--- Data provided Enclosed Below ---

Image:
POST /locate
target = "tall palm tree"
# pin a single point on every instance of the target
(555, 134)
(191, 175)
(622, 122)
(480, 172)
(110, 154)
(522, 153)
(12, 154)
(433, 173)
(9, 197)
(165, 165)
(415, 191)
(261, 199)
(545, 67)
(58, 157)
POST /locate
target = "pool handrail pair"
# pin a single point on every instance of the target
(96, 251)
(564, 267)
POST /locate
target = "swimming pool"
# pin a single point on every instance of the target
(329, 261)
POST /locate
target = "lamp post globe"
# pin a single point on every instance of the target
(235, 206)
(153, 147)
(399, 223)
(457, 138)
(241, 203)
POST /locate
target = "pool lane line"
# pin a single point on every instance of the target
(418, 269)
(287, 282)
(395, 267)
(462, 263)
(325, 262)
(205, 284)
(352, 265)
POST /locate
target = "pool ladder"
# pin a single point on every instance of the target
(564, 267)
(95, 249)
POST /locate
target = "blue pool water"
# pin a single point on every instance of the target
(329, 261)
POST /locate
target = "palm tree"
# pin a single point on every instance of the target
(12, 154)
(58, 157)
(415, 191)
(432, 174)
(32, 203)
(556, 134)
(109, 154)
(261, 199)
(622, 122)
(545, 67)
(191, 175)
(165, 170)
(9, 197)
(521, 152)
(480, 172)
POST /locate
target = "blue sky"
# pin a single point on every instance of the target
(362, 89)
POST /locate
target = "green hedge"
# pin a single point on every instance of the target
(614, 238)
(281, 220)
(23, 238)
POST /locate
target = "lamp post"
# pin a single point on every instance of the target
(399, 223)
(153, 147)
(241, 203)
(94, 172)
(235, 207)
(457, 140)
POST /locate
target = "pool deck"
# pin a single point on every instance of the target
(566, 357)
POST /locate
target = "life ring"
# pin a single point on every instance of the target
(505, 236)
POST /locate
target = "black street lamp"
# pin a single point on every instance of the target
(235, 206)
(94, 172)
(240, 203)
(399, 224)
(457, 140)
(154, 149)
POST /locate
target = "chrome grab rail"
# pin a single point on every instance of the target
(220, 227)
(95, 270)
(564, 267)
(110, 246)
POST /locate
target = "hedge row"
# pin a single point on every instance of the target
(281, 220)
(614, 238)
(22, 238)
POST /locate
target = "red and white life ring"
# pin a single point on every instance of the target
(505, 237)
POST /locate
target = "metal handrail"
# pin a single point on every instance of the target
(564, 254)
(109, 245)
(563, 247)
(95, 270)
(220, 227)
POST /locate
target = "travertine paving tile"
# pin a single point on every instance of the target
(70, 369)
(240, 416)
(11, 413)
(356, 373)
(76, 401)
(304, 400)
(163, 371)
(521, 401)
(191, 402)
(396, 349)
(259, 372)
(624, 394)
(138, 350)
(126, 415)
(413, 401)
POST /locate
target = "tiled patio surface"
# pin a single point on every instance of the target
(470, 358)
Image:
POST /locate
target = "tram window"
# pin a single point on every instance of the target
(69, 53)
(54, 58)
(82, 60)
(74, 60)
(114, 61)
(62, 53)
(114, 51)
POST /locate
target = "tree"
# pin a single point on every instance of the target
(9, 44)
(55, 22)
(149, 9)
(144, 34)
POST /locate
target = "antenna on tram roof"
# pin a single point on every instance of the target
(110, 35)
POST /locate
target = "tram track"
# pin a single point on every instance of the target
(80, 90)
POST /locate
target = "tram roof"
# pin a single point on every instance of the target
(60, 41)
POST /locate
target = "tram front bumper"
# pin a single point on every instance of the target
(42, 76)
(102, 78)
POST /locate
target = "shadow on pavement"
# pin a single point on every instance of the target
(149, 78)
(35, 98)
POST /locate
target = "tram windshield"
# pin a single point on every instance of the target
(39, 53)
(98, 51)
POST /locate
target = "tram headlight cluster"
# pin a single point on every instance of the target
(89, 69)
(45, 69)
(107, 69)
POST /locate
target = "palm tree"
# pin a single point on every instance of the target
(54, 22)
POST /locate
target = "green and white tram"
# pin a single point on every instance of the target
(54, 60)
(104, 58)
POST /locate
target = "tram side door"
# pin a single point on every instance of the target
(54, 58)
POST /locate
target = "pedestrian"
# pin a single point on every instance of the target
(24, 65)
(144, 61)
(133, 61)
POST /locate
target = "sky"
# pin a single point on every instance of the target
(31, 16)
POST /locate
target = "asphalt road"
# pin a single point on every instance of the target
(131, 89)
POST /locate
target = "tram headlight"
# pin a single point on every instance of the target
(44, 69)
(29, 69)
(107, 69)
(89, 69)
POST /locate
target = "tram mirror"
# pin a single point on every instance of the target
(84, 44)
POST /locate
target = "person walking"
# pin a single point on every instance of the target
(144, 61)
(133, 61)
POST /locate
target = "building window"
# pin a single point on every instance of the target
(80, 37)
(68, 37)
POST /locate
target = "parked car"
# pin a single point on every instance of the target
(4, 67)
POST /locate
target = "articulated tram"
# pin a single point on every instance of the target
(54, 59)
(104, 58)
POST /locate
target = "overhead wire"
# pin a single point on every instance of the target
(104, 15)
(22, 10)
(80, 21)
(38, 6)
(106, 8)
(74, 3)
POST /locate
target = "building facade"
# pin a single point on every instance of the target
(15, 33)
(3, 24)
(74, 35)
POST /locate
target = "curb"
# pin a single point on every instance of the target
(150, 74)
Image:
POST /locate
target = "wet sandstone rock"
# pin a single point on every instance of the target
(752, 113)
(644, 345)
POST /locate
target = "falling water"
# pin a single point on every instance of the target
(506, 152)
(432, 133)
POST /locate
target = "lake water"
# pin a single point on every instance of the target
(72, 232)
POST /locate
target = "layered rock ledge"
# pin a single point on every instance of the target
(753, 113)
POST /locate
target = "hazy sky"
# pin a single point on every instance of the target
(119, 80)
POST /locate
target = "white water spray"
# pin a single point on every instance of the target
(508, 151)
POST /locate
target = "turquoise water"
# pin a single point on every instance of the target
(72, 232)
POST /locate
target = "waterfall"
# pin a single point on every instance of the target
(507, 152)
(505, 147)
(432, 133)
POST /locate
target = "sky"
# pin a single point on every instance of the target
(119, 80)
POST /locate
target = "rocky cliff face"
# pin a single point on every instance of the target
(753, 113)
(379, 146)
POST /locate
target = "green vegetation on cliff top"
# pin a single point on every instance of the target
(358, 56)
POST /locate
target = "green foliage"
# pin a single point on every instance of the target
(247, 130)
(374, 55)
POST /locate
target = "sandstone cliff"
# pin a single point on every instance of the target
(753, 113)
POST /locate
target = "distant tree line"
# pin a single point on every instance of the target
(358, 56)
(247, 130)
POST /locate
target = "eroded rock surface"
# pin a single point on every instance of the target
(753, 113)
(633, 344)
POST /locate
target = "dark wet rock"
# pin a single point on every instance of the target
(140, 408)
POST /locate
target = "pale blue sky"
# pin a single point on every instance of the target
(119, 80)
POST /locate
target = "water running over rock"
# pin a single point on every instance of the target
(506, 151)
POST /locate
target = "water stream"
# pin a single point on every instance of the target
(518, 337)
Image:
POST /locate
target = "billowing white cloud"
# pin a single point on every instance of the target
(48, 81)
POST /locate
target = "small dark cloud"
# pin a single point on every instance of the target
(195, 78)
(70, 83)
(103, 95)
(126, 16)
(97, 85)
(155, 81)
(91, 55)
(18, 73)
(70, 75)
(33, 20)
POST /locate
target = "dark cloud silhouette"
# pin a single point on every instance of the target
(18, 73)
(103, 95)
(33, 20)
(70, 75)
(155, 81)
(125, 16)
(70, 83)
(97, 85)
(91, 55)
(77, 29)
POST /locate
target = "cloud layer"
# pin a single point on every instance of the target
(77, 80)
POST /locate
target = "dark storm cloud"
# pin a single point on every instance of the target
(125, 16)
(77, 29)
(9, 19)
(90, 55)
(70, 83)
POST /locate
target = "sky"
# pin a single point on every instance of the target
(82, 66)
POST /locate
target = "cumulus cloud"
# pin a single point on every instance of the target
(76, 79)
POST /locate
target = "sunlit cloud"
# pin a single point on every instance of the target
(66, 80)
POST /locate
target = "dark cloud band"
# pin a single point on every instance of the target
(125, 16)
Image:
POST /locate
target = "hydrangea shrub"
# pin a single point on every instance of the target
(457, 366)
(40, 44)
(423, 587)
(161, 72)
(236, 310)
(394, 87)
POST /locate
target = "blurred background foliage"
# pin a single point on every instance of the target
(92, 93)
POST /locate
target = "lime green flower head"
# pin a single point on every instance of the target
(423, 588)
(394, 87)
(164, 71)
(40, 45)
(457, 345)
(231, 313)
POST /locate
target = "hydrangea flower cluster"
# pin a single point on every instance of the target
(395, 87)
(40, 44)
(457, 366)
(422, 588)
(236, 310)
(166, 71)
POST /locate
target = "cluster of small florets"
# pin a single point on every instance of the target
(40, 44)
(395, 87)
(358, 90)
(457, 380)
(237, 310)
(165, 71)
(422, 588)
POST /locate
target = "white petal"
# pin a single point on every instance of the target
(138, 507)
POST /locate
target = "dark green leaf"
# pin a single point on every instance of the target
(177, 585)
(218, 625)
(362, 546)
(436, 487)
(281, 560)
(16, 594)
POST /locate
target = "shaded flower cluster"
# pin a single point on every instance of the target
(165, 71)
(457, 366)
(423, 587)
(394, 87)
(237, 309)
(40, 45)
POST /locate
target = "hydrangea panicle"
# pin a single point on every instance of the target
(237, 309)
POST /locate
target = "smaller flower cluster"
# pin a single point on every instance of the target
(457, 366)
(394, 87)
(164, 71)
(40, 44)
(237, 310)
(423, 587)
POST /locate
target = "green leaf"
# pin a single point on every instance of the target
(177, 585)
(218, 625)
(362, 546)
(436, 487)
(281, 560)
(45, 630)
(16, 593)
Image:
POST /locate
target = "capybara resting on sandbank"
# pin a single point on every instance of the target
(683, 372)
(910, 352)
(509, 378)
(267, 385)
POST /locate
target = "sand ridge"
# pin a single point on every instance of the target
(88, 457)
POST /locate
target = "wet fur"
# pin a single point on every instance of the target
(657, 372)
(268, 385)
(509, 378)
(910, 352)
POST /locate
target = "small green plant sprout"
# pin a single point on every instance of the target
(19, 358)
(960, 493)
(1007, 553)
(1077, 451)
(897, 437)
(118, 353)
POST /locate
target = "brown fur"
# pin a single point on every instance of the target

--- End of Enclosed Data provided ---

What you should do: If a line of the entries holds the word "white", copy it out.

Response for this exercise:
target = "red and white life ring"
target = "green and white tram"
target = "white water spray"
target = "billowing white cloud"
target = "white petal"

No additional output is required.